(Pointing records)
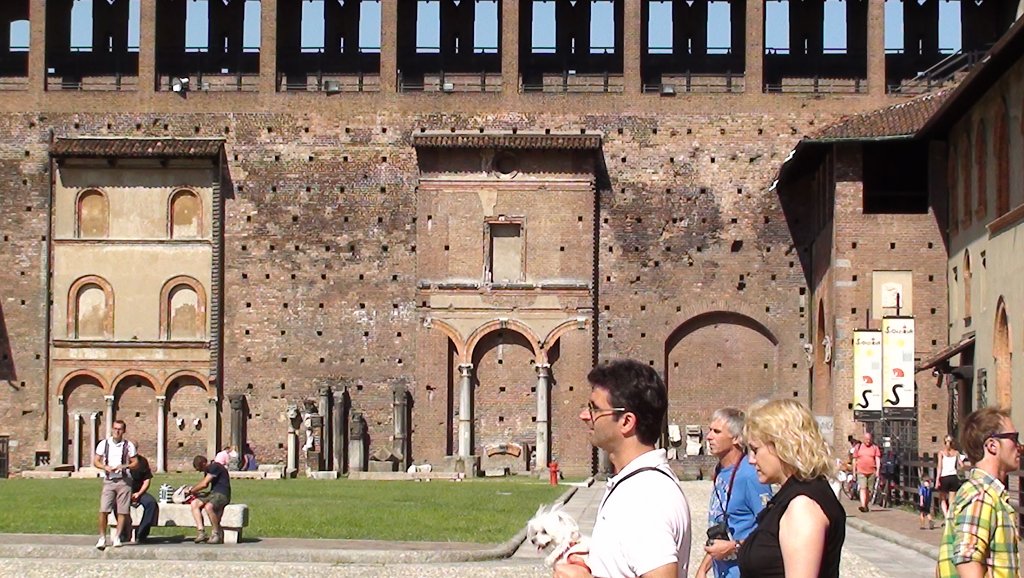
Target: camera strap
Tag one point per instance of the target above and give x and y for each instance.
(631, 475)
(728, 495)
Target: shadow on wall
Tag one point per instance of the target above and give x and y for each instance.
(7, 371)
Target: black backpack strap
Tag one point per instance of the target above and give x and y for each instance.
(631, 475)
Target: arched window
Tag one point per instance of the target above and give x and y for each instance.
(981, 169)
(968, 280)
(182, 315)
(1001, 143)
(90, 310)
(92, 215)
(185, 215)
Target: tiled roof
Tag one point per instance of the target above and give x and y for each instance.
(137, 148)
(506, 140)
(903, 119)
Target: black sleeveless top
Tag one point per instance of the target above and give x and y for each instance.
(761, 554)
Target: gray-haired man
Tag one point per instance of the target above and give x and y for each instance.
(736, 498)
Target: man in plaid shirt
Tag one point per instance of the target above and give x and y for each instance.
(980, 537)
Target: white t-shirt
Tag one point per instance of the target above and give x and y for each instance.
(115, 455)
(643, 525)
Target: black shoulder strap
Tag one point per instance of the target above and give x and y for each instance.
(631, 475)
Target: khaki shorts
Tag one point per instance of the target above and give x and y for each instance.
(865, 481)
(116, 496)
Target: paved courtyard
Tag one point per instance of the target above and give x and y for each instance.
(864, 556)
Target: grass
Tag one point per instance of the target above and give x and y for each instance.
(478, 510)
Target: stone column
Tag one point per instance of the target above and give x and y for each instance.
(238, 404)
(755, 55)
(632, 49)
(338, 431)
(110, 414)
(268, 47)
(93, 434)
(877, 47)
(543, 382)
(292, 442)
(76, 442)
(389, 45)
(161, 434)
(399, 406)
(213, 424)
(326, 437)
(465, 410)
(510, 47)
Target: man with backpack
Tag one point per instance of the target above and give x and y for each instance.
(115, 456)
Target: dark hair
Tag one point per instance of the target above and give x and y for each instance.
(978, 427)
(637, 387)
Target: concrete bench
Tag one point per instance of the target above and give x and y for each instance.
(233, 519)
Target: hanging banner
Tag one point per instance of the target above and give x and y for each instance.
(898, 400)
(867, 375)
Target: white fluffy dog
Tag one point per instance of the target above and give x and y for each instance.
(553, 528)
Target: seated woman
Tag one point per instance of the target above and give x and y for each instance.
(801, 532)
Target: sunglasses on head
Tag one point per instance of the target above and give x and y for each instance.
(1012, 436)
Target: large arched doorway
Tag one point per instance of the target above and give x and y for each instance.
(715, 360)
(187, 418)
(505, 381)
(1001, 357)
(135, 404)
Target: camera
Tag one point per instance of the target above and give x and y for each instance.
(719, 531)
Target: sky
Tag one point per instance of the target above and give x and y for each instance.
(543, 27)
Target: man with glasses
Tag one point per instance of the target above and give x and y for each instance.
(115, 456)
(980, 537)
(643, 523)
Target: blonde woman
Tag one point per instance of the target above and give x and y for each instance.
(800, 534)
(947, 466)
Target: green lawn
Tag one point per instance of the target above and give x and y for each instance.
(478, 510)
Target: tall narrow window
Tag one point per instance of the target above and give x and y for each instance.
(185, 215)
(184, 314)
(92, 213)
(505, 252)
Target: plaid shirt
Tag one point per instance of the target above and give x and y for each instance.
(981, 527)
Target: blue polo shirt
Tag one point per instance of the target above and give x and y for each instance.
(749, 497)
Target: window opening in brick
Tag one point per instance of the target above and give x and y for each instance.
(505, 249)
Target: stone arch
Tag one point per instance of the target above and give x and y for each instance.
(499, 325)
(184, 214)
(716, 359)
(1000, 143)
(968, 282)
(135, 404)
(1003, 356)
(95, 319)
(187, 401)
(981, 168)
(504, 389)
(83, 393)
(188, 320)
(92, 214)
(452, 333)
(562, 328)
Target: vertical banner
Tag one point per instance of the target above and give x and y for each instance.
(897, 368)
(866, 375)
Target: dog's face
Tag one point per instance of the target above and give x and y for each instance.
(552, 528)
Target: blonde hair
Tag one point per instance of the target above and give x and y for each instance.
(791, 428)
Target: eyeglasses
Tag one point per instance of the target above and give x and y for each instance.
(1014, 437)
(591, 408)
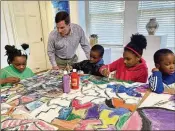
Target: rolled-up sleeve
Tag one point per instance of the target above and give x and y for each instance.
(85, 44)
(51, 50)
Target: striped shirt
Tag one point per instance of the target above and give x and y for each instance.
(158, 82)
(65, 47)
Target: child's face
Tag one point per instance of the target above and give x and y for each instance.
(130, 59)
(94, 57)
(19, 63)
(167, 64)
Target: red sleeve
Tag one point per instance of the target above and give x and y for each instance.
(143, 76)
(113, 66)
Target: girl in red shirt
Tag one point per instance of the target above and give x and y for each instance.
(132, 67)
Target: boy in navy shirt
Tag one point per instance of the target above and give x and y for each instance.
(164, 73)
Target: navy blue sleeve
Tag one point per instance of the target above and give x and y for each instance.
(155, 82)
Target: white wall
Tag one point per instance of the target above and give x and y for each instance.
(78, 17)
(4, 40)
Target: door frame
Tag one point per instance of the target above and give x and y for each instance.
(7, 7)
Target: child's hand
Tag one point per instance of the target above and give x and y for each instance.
(155, 69)
(68, 67)
(105, 72)
(55, 68)
(12, 80)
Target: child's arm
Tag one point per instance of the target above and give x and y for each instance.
(4, 78)
(155, 82)
(106, 69)
(78, 66)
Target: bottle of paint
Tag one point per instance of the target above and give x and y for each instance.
(74, 79)
(66, 82)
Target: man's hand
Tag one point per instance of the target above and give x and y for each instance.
(55, 68)
(105, 72)
(155, 69)
(12, 80)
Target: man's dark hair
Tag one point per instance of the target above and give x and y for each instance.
(62, 15)
(98, 48)
(158, 54)
(13, 52)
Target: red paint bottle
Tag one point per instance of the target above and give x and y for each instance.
(74, 79)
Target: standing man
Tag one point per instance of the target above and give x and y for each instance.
(64, 41)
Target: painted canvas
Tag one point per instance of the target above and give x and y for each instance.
(105, 105)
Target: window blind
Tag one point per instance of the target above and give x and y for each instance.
(106, 19)
(164, 12)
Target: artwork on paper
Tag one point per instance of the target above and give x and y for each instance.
(110, 106)
(33, 105)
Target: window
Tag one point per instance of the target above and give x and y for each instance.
(164, 12)
(106, 19)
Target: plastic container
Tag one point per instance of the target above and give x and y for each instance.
(74, 80)
(66, 82)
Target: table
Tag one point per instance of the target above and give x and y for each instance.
(41, 105)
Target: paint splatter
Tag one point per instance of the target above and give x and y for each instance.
(92, 112)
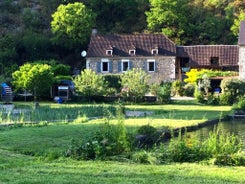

■ WHAT TO DO ■
Show each line of the entries above that contains the string "face". Letter case matters.

■ EXERCISE SOLUTION ■
Target: dog's face
Target: child's face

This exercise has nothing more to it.